SELECTED TEXT:
A rainy, cloudy afternoon with a peeking sun exemplifying a beacon of hope in the community was the perfect symbolism for the unveiling of the MLK Center’s newest project.
The MLK Center held a ribbon-cutting on March 23 for the Beloved Community Outreach Center, with gigantic smiles, laughs and an overflowing of love from members of the Butler Tarkington and Crown Hill communities who were in attendance.
On the inside, the Beloved Community Outreach Center housed the perfect aesthetic. The lush green walls embody the idea of growth, life, healing and generosity. It is packed with blooming plant life, healing sound bowls and mind-calming memorabilia associated with the communities it serves.
“We want the community to know it is okay to not be okay,” said Allison Luthe, the executive director of the MLK Center.
The new venture will offer a litany of mental health and wellness services. Some courtesies include grief counseling, therapy sessions, and other means of trauma-informed care.

(Source records)
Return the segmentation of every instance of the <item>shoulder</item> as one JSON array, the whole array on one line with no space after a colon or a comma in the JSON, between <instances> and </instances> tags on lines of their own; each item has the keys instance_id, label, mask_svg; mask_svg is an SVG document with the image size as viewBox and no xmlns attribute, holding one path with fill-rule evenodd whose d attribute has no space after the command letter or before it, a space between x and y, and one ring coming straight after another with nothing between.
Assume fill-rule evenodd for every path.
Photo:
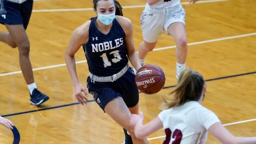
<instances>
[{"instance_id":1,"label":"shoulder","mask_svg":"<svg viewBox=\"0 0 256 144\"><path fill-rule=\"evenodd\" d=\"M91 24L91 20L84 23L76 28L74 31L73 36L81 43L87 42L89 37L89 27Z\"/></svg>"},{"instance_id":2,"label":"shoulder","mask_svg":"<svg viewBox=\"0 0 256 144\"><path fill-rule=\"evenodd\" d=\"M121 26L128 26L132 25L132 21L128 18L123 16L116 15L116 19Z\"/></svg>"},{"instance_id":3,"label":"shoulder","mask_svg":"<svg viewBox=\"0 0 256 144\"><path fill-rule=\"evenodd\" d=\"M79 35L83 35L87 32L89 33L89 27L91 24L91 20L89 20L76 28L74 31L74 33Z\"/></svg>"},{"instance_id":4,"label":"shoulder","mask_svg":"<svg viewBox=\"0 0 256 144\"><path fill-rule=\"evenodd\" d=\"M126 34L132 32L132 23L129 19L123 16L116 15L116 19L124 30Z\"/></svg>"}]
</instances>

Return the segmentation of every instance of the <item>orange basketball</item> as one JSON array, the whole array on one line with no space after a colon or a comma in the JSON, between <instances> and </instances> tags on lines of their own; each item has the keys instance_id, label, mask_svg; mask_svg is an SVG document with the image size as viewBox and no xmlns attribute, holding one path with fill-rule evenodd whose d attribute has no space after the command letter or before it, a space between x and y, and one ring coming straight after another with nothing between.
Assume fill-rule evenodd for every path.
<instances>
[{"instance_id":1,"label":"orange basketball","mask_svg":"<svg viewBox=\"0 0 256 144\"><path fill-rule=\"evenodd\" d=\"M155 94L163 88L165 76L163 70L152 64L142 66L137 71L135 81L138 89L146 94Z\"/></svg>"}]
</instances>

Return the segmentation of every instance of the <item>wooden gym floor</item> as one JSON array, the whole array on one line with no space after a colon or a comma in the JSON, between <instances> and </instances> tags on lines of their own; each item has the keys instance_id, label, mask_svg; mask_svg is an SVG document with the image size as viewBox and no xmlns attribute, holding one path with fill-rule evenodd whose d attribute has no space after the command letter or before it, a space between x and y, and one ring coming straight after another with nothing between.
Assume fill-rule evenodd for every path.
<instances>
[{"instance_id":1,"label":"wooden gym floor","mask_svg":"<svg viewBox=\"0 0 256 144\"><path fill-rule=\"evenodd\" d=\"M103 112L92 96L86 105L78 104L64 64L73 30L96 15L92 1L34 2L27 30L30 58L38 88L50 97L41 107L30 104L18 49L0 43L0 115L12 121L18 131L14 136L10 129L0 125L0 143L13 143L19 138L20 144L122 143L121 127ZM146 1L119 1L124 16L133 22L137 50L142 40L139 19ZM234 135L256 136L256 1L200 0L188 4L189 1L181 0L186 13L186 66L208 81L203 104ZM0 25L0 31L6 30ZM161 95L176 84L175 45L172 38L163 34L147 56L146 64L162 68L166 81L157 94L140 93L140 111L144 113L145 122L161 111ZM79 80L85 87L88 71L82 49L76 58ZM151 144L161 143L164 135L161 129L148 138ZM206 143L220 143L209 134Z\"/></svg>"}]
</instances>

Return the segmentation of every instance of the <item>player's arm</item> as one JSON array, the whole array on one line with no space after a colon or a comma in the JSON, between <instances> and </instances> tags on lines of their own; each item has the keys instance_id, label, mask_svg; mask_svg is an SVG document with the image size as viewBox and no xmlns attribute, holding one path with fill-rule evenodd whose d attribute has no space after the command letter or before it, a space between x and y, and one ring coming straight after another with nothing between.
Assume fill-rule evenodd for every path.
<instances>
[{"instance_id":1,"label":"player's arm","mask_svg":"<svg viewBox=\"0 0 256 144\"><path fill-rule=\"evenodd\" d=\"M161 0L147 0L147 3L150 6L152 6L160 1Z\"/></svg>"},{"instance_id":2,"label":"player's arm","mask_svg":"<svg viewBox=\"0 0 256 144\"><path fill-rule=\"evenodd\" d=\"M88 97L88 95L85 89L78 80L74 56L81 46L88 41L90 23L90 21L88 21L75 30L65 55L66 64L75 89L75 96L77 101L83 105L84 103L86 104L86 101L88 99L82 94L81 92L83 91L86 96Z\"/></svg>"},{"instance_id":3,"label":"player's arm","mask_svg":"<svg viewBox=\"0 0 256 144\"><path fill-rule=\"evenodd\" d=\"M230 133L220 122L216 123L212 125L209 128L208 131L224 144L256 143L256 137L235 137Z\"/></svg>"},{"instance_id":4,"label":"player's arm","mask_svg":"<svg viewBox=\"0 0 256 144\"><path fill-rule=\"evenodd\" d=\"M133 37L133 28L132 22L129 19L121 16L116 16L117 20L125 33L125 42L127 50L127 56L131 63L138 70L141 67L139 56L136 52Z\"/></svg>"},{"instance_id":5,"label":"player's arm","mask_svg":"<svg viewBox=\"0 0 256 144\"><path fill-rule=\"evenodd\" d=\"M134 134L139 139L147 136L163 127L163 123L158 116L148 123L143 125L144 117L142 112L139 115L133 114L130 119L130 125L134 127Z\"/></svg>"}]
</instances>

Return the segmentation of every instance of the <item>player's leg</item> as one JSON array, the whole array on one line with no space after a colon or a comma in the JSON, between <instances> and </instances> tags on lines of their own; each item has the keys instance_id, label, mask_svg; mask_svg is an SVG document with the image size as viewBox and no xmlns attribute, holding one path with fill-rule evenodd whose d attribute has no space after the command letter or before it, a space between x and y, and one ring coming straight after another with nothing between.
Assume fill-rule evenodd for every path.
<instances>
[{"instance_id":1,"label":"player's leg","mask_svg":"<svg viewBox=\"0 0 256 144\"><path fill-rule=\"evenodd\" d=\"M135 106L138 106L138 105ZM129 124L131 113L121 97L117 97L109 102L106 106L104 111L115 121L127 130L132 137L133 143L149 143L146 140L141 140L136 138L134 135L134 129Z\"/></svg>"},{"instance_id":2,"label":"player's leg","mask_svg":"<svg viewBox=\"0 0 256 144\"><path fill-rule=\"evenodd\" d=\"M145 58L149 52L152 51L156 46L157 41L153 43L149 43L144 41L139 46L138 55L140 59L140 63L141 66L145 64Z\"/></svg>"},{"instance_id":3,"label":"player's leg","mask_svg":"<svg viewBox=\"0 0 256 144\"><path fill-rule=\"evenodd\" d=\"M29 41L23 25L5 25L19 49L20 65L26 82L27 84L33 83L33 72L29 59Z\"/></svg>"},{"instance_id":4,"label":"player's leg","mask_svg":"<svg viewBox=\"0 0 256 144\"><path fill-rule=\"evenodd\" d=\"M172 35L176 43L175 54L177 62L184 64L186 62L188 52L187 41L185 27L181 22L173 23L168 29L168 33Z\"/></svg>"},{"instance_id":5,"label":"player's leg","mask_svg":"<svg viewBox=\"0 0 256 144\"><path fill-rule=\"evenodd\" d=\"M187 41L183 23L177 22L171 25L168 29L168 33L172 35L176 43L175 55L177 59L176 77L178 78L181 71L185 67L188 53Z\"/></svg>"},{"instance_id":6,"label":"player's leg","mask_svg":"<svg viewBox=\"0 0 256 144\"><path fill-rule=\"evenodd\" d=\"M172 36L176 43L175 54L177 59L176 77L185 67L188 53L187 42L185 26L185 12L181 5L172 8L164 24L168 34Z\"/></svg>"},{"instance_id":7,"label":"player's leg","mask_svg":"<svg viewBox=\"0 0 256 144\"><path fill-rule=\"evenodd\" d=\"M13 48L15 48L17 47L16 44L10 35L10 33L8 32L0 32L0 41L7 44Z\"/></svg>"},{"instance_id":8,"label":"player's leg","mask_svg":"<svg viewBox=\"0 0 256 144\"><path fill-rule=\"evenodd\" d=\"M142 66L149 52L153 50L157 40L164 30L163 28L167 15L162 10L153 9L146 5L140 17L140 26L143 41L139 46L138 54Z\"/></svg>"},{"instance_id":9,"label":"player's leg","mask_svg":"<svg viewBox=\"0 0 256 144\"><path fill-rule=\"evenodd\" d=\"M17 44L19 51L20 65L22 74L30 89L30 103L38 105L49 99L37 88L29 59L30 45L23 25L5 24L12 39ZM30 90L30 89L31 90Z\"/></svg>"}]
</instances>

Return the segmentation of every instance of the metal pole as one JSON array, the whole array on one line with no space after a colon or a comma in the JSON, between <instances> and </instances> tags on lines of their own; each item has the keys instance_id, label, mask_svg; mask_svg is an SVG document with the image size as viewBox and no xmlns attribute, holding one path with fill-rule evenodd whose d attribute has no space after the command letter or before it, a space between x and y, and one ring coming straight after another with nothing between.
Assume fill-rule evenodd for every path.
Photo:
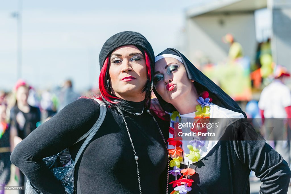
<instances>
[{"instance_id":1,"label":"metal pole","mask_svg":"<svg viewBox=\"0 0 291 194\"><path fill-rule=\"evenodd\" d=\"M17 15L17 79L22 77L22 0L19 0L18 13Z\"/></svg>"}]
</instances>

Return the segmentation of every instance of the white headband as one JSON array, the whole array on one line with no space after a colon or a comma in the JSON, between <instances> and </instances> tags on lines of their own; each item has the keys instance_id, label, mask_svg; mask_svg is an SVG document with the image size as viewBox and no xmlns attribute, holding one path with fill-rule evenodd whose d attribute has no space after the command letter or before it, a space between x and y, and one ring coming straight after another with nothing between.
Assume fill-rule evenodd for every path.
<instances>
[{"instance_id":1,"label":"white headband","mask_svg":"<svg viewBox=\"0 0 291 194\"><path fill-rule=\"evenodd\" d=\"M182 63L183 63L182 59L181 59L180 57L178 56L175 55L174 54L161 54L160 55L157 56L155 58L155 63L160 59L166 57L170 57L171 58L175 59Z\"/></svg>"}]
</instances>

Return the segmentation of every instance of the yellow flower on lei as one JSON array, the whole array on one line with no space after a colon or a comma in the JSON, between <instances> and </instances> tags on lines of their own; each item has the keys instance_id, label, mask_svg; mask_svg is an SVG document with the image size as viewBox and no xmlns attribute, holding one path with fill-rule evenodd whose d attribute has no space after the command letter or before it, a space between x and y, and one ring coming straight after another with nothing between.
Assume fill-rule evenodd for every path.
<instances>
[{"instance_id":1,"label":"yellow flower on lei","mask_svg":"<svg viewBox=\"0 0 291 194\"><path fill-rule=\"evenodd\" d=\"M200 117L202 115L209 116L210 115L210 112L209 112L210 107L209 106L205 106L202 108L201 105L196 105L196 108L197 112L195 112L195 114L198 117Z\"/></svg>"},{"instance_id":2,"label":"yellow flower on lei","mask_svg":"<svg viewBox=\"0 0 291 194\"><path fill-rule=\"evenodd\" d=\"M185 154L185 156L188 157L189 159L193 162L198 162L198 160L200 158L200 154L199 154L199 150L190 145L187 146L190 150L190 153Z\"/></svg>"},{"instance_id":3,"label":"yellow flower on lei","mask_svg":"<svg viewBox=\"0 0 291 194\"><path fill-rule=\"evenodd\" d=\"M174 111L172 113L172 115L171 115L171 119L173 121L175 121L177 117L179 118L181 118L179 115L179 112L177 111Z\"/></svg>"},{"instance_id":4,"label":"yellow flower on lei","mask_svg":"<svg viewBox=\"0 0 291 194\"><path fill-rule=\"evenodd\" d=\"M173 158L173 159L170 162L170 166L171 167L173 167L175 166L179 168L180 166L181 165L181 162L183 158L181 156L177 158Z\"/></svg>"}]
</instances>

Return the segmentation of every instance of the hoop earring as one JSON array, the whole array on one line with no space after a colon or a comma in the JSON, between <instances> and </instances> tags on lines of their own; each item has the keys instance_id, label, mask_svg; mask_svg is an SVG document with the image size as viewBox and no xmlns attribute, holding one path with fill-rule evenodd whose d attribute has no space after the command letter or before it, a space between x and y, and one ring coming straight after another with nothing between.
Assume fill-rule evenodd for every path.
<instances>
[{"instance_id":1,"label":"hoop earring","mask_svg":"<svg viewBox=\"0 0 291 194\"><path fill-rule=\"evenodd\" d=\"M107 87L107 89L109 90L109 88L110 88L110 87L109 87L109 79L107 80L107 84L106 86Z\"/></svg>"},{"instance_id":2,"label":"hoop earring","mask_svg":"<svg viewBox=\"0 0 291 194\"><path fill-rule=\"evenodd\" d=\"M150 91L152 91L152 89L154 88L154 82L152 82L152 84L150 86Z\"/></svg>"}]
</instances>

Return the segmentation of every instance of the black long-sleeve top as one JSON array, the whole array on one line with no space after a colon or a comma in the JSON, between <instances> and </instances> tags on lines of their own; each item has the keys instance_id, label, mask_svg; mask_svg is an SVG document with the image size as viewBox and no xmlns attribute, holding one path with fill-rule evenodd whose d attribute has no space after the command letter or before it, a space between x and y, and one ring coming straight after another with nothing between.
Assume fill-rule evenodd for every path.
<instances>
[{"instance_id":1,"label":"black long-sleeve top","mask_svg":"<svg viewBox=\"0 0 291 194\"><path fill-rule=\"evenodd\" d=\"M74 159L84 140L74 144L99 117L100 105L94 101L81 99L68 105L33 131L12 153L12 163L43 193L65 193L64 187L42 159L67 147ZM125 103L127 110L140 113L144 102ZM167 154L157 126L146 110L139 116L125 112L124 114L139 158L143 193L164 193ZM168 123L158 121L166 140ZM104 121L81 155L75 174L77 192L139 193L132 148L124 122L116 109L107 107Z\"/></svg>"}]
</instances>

WHAT TO DO:
[a] Retype the outreach center article word for word, everything from "The MLK Center held" down to "the MLK Center.".
[b] Decide whether each statement agrees with the outreach center article, answering yes or no and quoting the deciding words: (i) The ribbon-cutting was held on March 23. (ii) The walls inside the new center are blue. (iii) Allison Luthe is the executive director of the MLK Center.

SOLUTIONS TO THE EXERCISE:
[a]
The MLK Center held a ribbon-cutting on March 23 for the Beloved Community Outreach Center, with gigantic smiles, laughs and an overflowing of love from members of the Butler Tarkington and Crown Hill communities who were in attendance.
On the inside, the Beloved Community Outreach Center housed the perfect aesthetic. The lush green walls embody the idea of growth, life, healing and generosity. It is packed with blooming plant life, healing sound bowls and mind-calming memorabilia associated with the communities it serves.
“We want the community to know it is okay to not be okay,” said Allison Luthe, the executive director of the MLK Center.

[b]
(i) Yes: "The MLK Center held a ribbon-cutting on March 23 for the Beloved Community Outreach Center"
(ii) No: "The lush green walls embody the idea of growth, life, healing and generosity."
(iii) Yes: "said Allison Luthe, the executive director of the MLK Center."